■ Problem to solve: Rewrite the lines from the one containing "around the brown" through the end of the records, inclusive, replacing "snug box" with "tight box" and changing nothing else.

------------------------------------------------------------------------

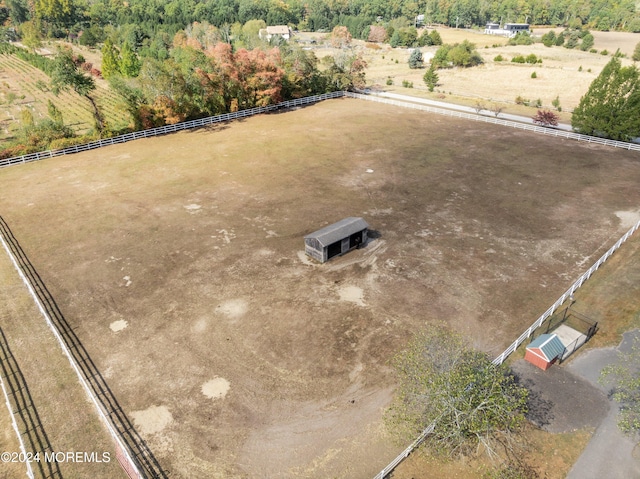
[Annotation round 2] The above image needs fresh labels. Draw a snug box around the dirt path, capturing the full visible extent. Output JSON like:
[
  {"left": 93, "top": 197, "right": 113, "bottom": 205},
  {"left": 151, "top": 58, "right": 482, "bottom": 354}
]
[{"left": 0, "top": 247, "right": 126, "bottom": 479}]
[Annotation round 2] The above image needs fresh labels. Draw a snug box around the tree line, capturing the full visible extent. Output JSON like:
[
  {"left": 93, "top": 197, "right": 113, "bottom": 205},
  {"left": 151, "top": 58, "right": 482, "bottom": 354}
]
[{"left": 0, "top": 0, "right": 640, "bottom": 49}]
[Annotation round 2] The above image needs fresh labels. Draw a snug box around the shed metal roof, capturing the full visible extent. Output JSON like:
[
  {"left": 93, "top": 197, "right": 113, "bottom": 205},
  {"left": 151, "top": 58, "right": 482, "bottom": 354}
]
[
  {"left": 527, "top": 334, "right": 564, "bottom": 361},
  {"left": 304, "top": 217, "right": 369, "bottom": 246}
]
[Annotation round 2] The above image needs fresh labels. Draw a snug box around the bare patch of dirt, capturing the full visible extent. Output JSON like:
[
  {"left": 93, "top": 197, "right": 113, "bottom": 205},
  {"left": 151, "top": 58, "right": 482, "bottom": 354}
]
[
  {"left": 131, "top": 406, "right": 173, "bottom": 436},
  {"left": 202, "top": 378, "right": 231, "bottom": 399}
]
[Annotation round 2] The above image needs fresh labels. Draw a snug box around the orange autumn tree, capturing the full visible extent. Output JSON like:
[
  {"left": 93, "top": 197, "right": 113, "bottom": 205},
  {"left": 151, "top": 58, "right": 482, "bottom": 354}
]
[{"left": 204, "top": 43, "right": 285, "bottom": 111}]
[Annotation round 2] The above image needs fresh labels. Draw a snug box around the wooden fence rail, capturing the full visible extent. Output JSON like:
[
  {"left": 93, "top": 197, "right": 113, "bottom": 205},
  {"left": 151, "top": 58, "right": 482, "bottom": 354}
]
[{"left": 0, "top": 91, "right": 344, "bottom": 168}]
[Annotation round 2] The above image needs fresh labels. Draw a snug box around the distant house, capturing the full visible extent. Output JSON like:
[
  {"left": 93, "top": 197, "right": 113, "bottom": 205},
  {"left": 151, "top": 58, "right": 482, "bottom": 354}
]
[
  {"left": 524, "top": 334, "right": 565, "bottom": 371},
  {"left": 304, "top": 217, "right": 369, "bottom": 263},
  {"left": 484, "top": 23, "right": 529, "bottom": 38},
  {"left": 258, "top": 25, "right": 291, "bottom": 41}
]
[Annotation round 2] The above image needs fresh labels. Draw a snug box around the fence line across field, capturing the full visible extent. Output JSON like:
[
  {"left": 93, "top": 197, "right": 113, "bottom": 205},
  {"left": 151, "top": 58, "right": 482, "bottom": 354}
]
[
  {"left": 0, "top": 91, "right": 640, "bottom": 479},
  {"left": 373, "top": 221, "right": 640, "bottom": 479},
  {"left": 0, "top": 91, "right": 344, "bottom": 168},
  {"left": 344, "top": 92, "right": 640, "bottom": 151},
  {"left": 0, "top": 217, "right": 151, "bottom": 479},
  {"left": 0, "top": 91, "right": 640, "bottom": 168}
]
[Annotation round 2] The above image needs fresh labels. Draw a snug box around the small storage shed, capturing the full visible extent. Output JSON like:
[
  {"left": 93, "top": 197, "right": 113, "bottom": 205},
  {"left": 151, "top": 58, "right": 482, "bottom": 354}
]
[
  {"left": 304, "top": 217, "right": 369, "bottom": 263},
  {"left": 524, "top": 334, "right": 564, "bottom": 371}
]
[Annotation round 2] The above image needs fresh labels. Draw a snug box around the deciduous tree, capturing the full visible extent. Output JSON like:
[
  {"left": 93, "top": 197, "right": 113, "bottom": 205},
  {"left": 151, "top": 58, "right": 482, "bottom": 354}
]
[
  {"left": 533, "top": 110, "right": 558, "bottom": 126},
  {"left": 409, "top": 48, "right": 424, "bottom": 70},
  {"left": 51, "top": 47, "right": 106, "bottom": 134},
  {"left": 385, "top": 325, "right": 527, "bottom": 456},
  {"left": 120, "top": 42, "right": 141, "bottom": 78},
  {"left": 101, "top": 38, "right": 120, "bottom": 80}
]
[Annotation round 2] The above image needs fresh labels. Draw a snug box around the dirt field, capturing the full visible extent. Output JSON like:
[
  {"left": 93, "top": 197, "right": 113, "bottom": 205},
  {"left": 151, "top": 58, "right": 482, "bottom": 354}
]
[{"left": 0, "top": 99, "right": 640, "bottom": 477}]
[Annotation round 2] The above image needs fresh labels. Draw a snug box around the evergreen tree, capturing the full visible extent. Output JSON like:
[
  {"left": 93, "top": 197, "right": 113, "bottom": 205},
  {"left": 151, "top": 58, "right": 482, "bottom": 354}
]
[
  {"left": 631, "top": 42, "right": 640, "bottom": 62},
  {"left": 120, "top": 42, "right": 141, "bottom": 78},
  {"left": 580, "top": 33, "right": 593, "bottom": 52},
  {"left": 542, "top": 30, "right": 556, "bottom": 47},
  {"left": 571, "top": 57, "right": 640, "bottom": 141},
  {"left": 409, "top": 48, "right": 424, "bottom": 70},
  {"left": 102, "top": 38, "right": 121, "bottom": 80},
  {"left": 422, "top": 63, "right": 439, "bottom": 91},
  {"left": 429, "top": 30, "right": 442, "bottom": 45}
]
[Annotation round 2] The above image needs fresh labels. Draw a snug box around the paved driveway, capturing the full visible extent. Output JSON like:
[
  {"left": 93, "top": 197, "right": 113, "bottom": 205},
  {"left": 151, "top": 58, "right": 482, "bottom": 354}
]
[
  {"left": 567, "top": 331, "right": 640, "bottom": 479},
  {"left": 513, "top": 332, "right": 640, "bottom": 479}
]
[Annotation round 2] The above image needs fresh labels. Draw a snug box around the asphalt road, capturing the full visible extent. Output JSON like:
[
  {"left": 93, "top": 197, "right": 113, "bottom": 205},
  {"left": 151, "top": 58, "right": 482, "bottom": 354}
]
[
  {"left": 366, "top": 91, "right": 573, "bottom": 131},
  {"left": 567, "top": 331, "right": 640, "bottom": 479}
]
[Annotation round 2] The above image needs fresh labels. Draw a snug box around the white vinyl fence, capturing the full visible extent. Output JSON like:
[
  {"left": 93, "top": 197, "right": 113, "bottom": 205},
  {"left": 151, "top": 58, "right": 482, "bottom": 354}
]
[
  {"left": 0, "top": 91, "right": 640, "bottom": 168},
  {"left": 344, "top": 92, "right": 640, "bottom": 151},
  {"left": 373, "top": 221, "right": 640, "bottom": 479}
]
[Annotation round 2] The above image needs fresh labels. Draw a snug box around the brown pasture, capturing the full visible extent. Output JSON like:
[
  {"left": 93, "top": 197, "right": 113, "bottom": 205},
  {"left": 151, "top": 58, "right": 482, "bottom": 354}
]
[{"left": 0, "top": 99, "right": 640, "bottom": 478}]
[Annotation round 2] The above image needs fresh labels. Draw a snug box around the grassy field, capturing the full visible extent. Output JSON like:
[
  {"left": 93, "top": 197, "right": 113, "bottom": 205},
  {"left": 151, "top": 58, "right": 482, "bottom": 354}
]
[
  {"left": 299, "top": 28, "right": 640, "bottom": 119},
  {"left": 0, "top": 95, "right": 640, "bottom": 477},
  {"left": 0, "top": 54, "right": 129, "bottom": 141}
]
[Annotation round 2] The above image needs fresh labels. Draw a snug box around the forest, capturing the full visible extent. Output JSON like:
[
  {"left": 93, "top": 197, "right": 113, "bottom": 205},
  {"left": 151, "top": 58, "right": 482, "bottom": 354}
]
[
  {"left": 0, "top": 0, "right": 640, "bottom": 157},
  {"left": 0, "top": 0, "right": 640, "bottom": 49}
]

------------------------------------------------------------------------

■ Task result:
[Annotation round 2] The above image needs fresh labels. Draw a tight box around the brown pasture, capturing the full visible extent. Output JSON like:
[
  {"left": 93, "top": 197, "right": 113, "bottom": 205},
  {"left": 151, "top": 58, "right": 482, "bottom": 354}
]
[{"left": 0, "top": 99, "right": 640, "bottom": 478}]
[Annotation round 2] The above image needs fresh labels. Draw a tight box around the grassy field, capturing the full visible extent. Output JSON like:
[
  {"left": 93, "top": 197, "right": 113, "bottom": 205},
  {"left": 151, "top": 58, "right": 482, "bottom": 354}
]
[
  {"left": 299, "top": 28, "right": 640, "bottom": 119},
  {"left": 0, "top": 95, "right": 640, "bottom": 477},
  {"left": 0, "top": 54, "right": 129, "bottom": 141}
]
[Annotation round 2] The above image needs fresh labels. Draw a tight box around the forest, capturing the full visible extent. Output JSON like:
[
  {"left": 93, "top": 197, "right": 113, "bottom": 205},
  {"left": 151, "top": 58, "right": 482, "bottom": 354}
]
[
  {"left": 0, "top": 0, "right": 640, "bottom": 157},
  {"left": 0, "top": 0, "right": 640, "bottom": 49}
]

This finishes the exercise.